■ **Required work**
A. In the abstract on psychotic-like experiences in children, which items provided the most information about the psychotic-like construct?
B. Continue the abstract on psychotic-like experiences in children, starting after its final sentence.

■ **Text shown**
★ ★ ★
Psychotic-like experiences (PLEs) in the general population are common, particularly in childhood, and may constitute part of a spectrum of normative development. Nevertheless, these experiences confer increased risk for later psychotic disorder, and are associated with poorer health and quality of life.
Method
This study used factor analytic methods to determine the latent structure underlying PLEs, problem behaviours and personal competencies in the general child population, and used item response theory (IRT) to assess the psychometric properties of nine PLE items to determine which items best represented a latent psychotic-like construct (PSY). A total of 7966 children aged 9–11 years, constituting 95% of eligible children, completed self-report questionnaires.
Results
Almost two-thirds of the children endorsed at least one PLE item. Structural analyses identified a unidimensional construct representing psychotic-like severity in the population, the full range of which was well sampled by the nine items. This construct was discriminable from (though correlated with) latent dimensions representing internalizing and externalizing problems. Items assessing visual and auditory hallucination-like experiences provided the most information about PSY; delusion-like experiences identified children at more severe levels of the construct.
★ ★ ★
■ **Given information**
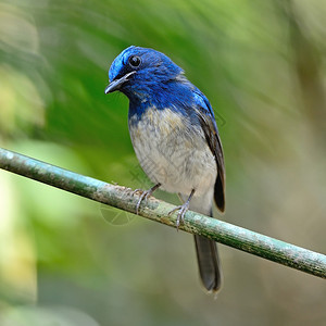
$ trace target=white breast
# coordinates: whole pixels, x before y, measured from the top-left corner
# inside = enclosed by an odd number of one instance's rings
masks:
[[[135,120],[134,120],[135,118]],[[154,184],[168,192],[202,196],[214,187],[216,162],[199,126],[170,109],[148,109],[129,120],[139,163]]]

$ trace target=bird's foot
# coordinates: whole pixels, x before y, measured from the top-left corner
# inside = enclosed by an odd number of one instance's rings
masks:
[[[187,213],[188,210],[189,210],[189,202],[186,201],[183,205],[176,206],[171,212],[168,212],[167,215],[170,216],[174,212],[179,211],[178,216],[177,216],[177,221],[176,221],[176,224],[175,224],[177,230],[179,230],[180,223],[184,224],[184,222],[185,222],[185,214]]]
[[[177,216],[177,221],[176,221],[176,228],[177,230],[179,230],[179,225],[180,225],[180,222],[184,224],[185,223],[185,214],[187,213],[187,211],[189,210],[189,204],[190,204],[190,200],[192,198],[195,193],[195,189],[191,190],[187,201],[179,205],[179,206],[176,206],[167,215],[170,216],[172,213],[174,213],[175,211],[179,211],[178,213],[178,216]]]
[[[136,214],[139,213],[139,206],[143,200],[147,200],[151,195],[161,186],[161,184],[156,184],[154,187],[152,187],[149,190],[142,190],[142,189],[136,189],[131,192],[131,195],[135,195],[136,192],[141,192],[139,200],[136,204]]]

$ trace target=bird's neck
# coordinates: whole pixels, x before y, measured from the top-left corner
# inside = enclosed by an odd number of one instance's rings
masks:
[[[188,80],[187,83],[171,80],[170,83],[142,84],[141,88],[134,87],[133,91],[126,92],[129,98],[129,117],[136,115],[140,118],[151,108],[179,112],[191,103],[192,88],[193,86]]]

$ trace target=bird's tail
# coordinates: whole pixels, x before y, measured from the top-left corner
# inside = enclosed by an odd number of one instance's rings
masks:
[[[190,201],[191,211],[213,216],[212,199],[193,197]],[[205,237],[195,235],[197,260],[201,281],[210,292],[217,292],[222,286],[222,268],[216,242]]]

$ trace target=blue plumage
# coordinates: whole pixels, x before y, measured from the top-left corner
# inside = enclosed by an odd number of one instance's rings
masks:
[[[120,90],[129,99],[128,125],[137,158],[155,184],[141,201],[161,187],[177,192],[177,225],[188,209],[212,214],[215,199],[225,209],[224,159],[214,112],[206,97],[165,54],[140,47],[125,49],[109,71],[105,93]],[[208,290],[221,286],[215,242],[195,236],[199,271]]]

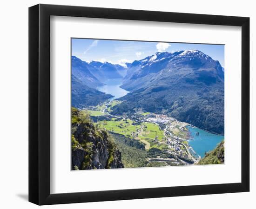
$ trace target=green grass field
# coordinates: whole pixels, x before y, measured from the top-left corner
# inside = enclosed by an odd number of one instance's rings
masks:
[[[111,112],[111,108],[112,107],[113,107],[114,106],[116,105],[116,104],[121,104],[121,103],[122,103],[121,101],[113,100],[110,104],[110,106],[108,107],[108,112]]]
[[[139,125],[132,125],[132,121],[129,119],[111,120],[105,122],[104,127],[108,131],[122,134],[126,137],[132,137],[132,133],[140,129]]]
[[[158,125],[150,123],[143,123],[142,125],[146,127],[143,128],[142,132],[143,137],[154,139],[158,136],[157,139],[159,141],[162,141],[164,137],[163,131],[160,129]]]
[[[150,112],[144,112],[143,113],[141,114],[142,115],[143,115],[144,116],[146,116],[148,115],[149,115],[149,114],[150,114]]]
[[[160,129],[159,126],[156,124],[143,123],[141,125],[133,125],[133,121],[129,119],[116,120],[114,118],[110,121],[102,122],[101,125],[108,131],[122,134],[127,137],[133,137],[133,133],[137,133],[138,136],[135,138],[140,140],[145,144],[146,150],[155,147],[160,149],[166,148],[166,144],[158,143],[155,141],[156,136],[157,140],[163,142],[164,137],[163,131]],[[141,131],[141,127],[143,127]]]
[[[91,111],[88,110],[89,114],[92,116],[100,116],[101,115],[104,115],[104,112],[101,112],[99,111]]]

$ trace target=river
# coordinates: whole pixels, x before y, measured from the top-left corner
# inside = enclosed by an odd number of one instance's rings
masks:
[[[126,95],[130,91],[126,91],[120,86],[122,84],[121,79],[115,79],[108,80],[104,82],[106,85],[100,86],[97,89],[101,91],[114,96],[111,99],[115,99]]]
[[[188,126],[190,133],[189,144],[196,152],[194,154],[195,157],[200,156],[204,157],[205,152],[214,149],[218,144],[224,139],[224,136],[209,133],[197,127]],[[198,136],[195,136],[199,132]]]

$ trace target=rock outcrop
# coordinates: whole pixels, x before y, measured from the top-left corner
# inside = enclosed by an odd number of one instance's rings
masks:
[[[122,168],[121,153],[106,131],[84,111],[72,109],[72,169]]]

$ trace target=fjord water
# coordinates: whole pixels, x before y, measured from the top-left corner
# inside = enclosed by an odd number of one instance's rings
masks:
[[[101,91],[114,96],[114,97],[112,98],[112,99],[123,97],[130,92],[128,91],[120,88],[120,86],[122,84],[122,79],[112,79],[104,83],[106,85],[100,86],[97,88],[97,89]]]
[[[224,139],[224,136],[209,133],[197,127],[188,126],[190,134],[189,144],[196,154],[195,157],[204,157],[205,152],[214,149],[218,144]],[[199,132],[199,136],[196,133]]]

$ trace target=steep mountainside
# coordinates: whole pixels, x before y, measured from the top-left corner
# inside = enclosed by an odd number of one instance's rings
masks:
[[[200,160],[198,164],[205,165],[223,163],[224,159],[224,141],[222,141],[214,150],[206,153],[204,157]]]
[[[138,108],[163,113],[218,133],[224,133],[224,72],[218,61],[202,52],[157,52],[129,66],[113,114]]]
[[[74,56],[71,57],[71,72],[80,81],[86,85],[95,87],[103,84],[96,78],[88,69],[88,64]]]
[[[127,63],[128,65],[129,63]],[[109,62],[93,61],[88,63],[72,57],[72,74],[90,87],[104,85],[108,79],[121,78],[126,75],[127,67]]]
[[[108,133],[95,128],[84,111],[72,108],[72,170],[122,168],[121,153]]]
[[[91,73],[102,82],[109,79],[121,78],[123,77],[119,71],[124,67],[108,62],[102,63],[93,61],[88,64],[88,68]]]
[[[71,76],[71,84],[72,105],[74,107],[82,108],[96,106],[113,97],[110,94],[106,94],[87,86],[73,75]]]

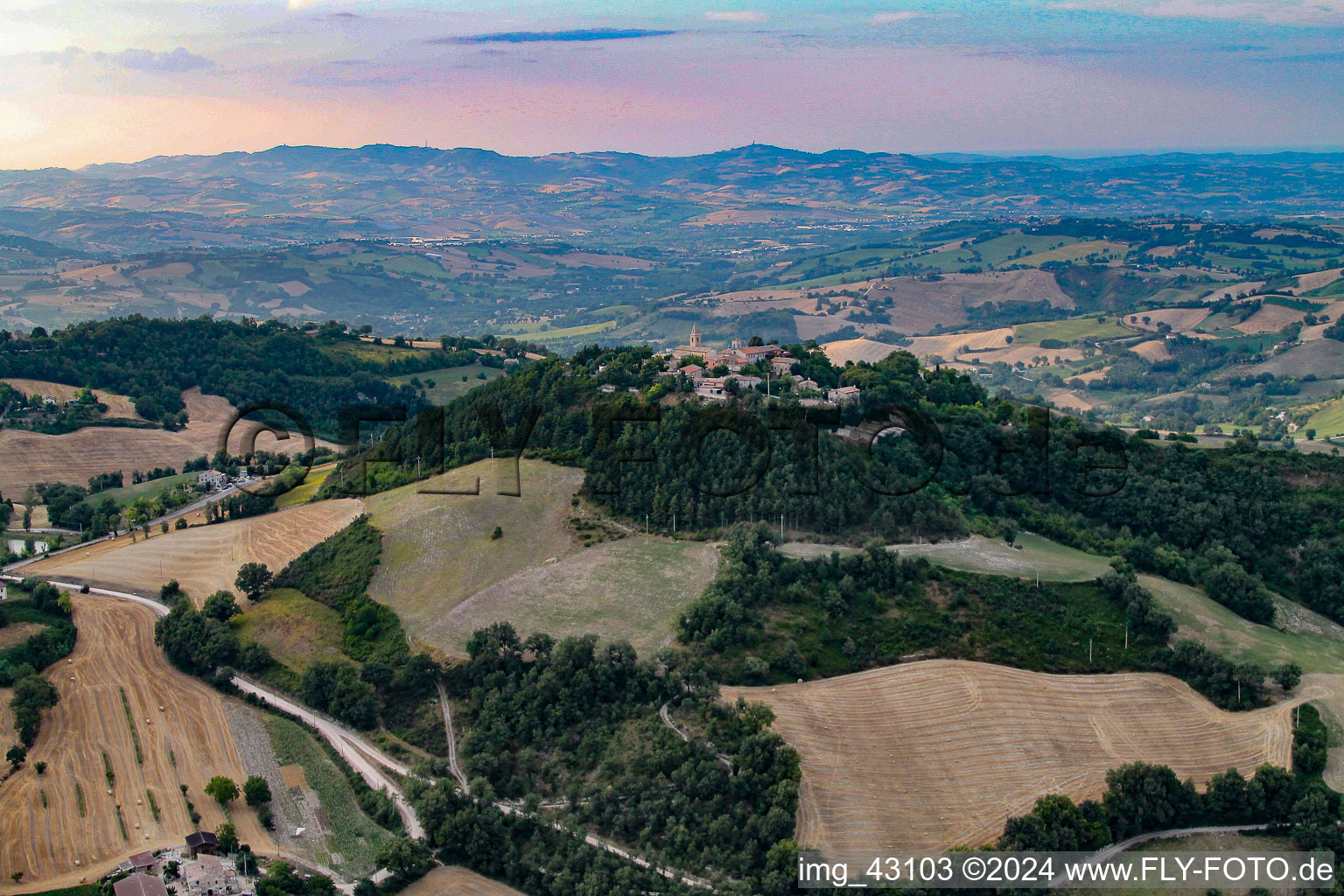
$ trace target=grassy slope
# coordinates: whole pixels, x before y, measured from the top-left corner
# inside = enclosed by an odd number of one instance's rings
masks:
[[[87,502],[102,504],[103,498],[112,498],[118,506],[128,506],[132,501],[138,497],[157,497],[164,489],[171,489],[175,485],[181,485],[183,482],[195,482],[199,473],[179,473],[177,476],[165,476],[161,480],[151,480],[149,482],[141,482],[138,485],[125,485],[120,489],[103,489],[95,494],[89,496]],[[126,480],[130,477],[128,476]]]
[[[478,496],[417,493],[477,476]],[[641,653],[663,643],[712,578],[714,549],[642,536],[583,548],[569,528],[582,472],[523,461],[520,478],[521,497],[496,494],[493,462],[482,461],[368,498],[383,532],[370,596],[396,611],[413,641],[448,653],[501,619],[524,634],[625,638]],[[491,540],[496,525],[503,537]]]
[[[1071,343],[1075,339],[1106,340],[1134,334],[1109,317],[1105,322],[1098,322],[1095,317],[1071,317],[1063,321],[1019,324],[1013,332],[1019,343],[1027,344],[1038,344],[1043,339],[1058,339]]]
[[[298,673],[314,662],[341,658],[344,630],[339,613],[293,588],[276,588],[234,622],[242,643],[266,645],[277,661]]]
[[[442,631],[461,647],[476,629],[508,619],[523,634],[593,633],[629,641],[649,658],[671,641],[677,617],[716,568],[718,555],[708,544],[626,537],[524,570],[472,595],[448,614]]]
[[[986,539],[974,535],[964,541],[941,541],[930,544],[892,544],[894,551],[903,555],[918,555],[949,570],[961,572],[986,572],[989,575],[1011,575],[1019,579],[1042,582],[1090,582],[1110,570],[1109,562],[1058,541],[1051,541],[1031,532],[1023,532],[1016,543],[1021,549],[1011,548],[1003,539]],[[855,548],[828,544],[793,541],[781,551],[796,557],[825,556],[832,551],[853,553]]]
[[[1316,430],[1316,438],[1329,438],[1344,434],[1344,399],[1335,399],[1321,406],[1306,422],[1305,429]]]

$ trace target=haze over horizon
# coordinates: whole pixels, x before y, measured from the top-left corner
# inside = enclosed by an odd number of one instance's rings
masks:
[[[3,168],[281,144],[1344,145],[1336,0],[12,0],[0,26]]]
★ ★ ★
■ **Answers for the exercise**
A. Items assessing visual and auditory hallucination-like experiences.

B.
Conclusions
Assessing PLEs during middle childhood is feasible and supplements information concerning internalizing and externalizing problems presented by children. The hallucination-like experiences constitute appropriate items to screen the population to identify children who may require further clinical assessment or monitoring. Longitudinal follow-up of the children is required to determine sensitivity and specificity of the PLE items for later psychotic illness.